*Untersuchter Text*
Die Resonanz auf das Frauenzentrum ist überwältigend: Rund tausend Frauen haben das Zentrum schon besucht, mittlerweile ist es in ganz Tschetschenien bekannt. Neben den konkreten Hilfestellungen, die die Frauen dort bekommen, ist das Zentrum auch als Kommunikationszentrum wichtig, als Ort, an dem sie der Beschränkung auf den Familienkreis kurzfristig entgehen können und als Ort des Wohlbefindens. Viele Frauen wurden dort wahrscheinlich zum ersten Mal seit langer Zeit wieder gefragt, wie es ihnen geht.

In der kurzen Zeit seines Bestehens hat sich Zenskoje Dostoinstvo zum Ausgangspunkt zahlreicher Aktivitäten entwickelt. Es wurde eine kleine Bibliothek angelegt und Näh- und Handarbeitskurse eingerichtet. Geplant sind jetzt Computer- und Sprachkurse. Außerdem wurde auf dem Grundstück des Zentrums ein kleines Landwirtschaftsprojekt begonnen. Dort stehen fünf Kühe, die täglich gemolken werden. Die Milch ist eine kleine Calciumspritze für die Kinder eines Hilfsprojekts, das im Erdgeschoß des Hauses untergebracht ist sowie für die Kinder der Mütter, die das Zentrum besuchen, denn 87 Prozent der tschetschenischen Kinder sind mangelernährt. Um den Vitaminmangel von Frauen in der Schwangerschaft und dessen verheerende Wirkung zu bekämpfen, soll noch in diesem Jahr ein Versuchsprojekt starten, bei dem 50 Frauen vom Beginn ihrer Schwangerschaft an mit Vitaminen versorgt werden.

*Inhalt des Datensatzes*
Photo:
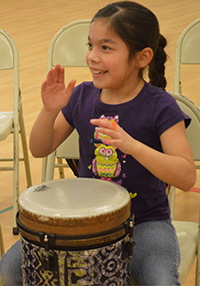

*Deine Aufgabe*
Tausche im Text über das Frauenzentrum „Frauenzentrum“ gegen „Frauenhaus“ aus und gib dabei die Stelle beginnend mit „Die Resonanz auf“ und weiter bis „es ihnen geht.“ wieder.

*Ergebnis der Übung*
Die Resonanz auf das Frauenhaus ist überwältigend: Rund tausend Frauen haben das Zentrum schon besucht, mittlerweile ist es in ganz Tschetschenien bekannt. Neben den konkreten Hilfestellungen, die die Frauen dort bekommen, ist das Zentrum auch als Kommunikationszentrum wichtig, als Ort, an dem sie der Beschränkung auf den Familienkreis kurzfristig entgehen können und als Ort des Wohlbefindens. Viele Frauen wurden dort wahrscheinlich zum ersten Mal seit langer Zeit wieder gefragt, wie es ihnen geht.